-- EXERCISE DESCRIPTION --
Lines of the listing below that contain the string "each" are to be returned.

====

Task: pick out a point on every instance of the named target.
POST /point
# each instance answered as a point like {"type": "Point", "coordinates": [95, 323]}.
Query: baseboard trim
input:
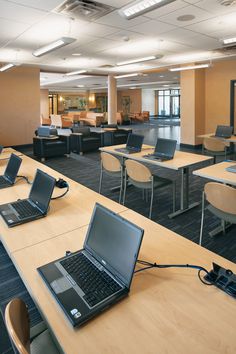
{"type": "Point", "coordinates": [192, 147]}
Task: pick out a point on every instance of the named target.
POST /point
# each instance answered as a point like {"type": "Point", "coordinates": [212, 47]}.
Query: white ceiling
{"type": "Point", "coordinates": [26, 25]}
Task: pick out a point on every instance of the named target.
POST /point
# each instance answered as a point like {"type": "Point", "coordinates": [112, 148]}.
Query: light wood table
{"type": "Point", "coordinates": [167, 311]}
{"type": "Point", "coordinates": [65, 214]}
{"type": "Point", "coordinates": [218, 173]}
{"type": "Point", "coordinates": [182, 161]}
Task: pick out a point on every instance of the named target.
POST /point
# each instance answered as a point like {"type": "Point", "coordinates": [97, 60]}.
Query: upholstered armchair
{"type": "Point", "coordinates": [44, 147]}
{"type": "Point", "coordinates": [83, 140]}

====

-- RESPONSE --
# each instance answered as a point like {"type": "Point", "coordinates": [95, 323]}.
# each instance answered as a point like {"type": "Point", "coordinates": [212, 47]}.
# each instance answered as a point like {"type": "Point", "coordinates": [112, 148]}.
# each instance answered as a point like {"type": "Point", "coordinates": [97, 60]}.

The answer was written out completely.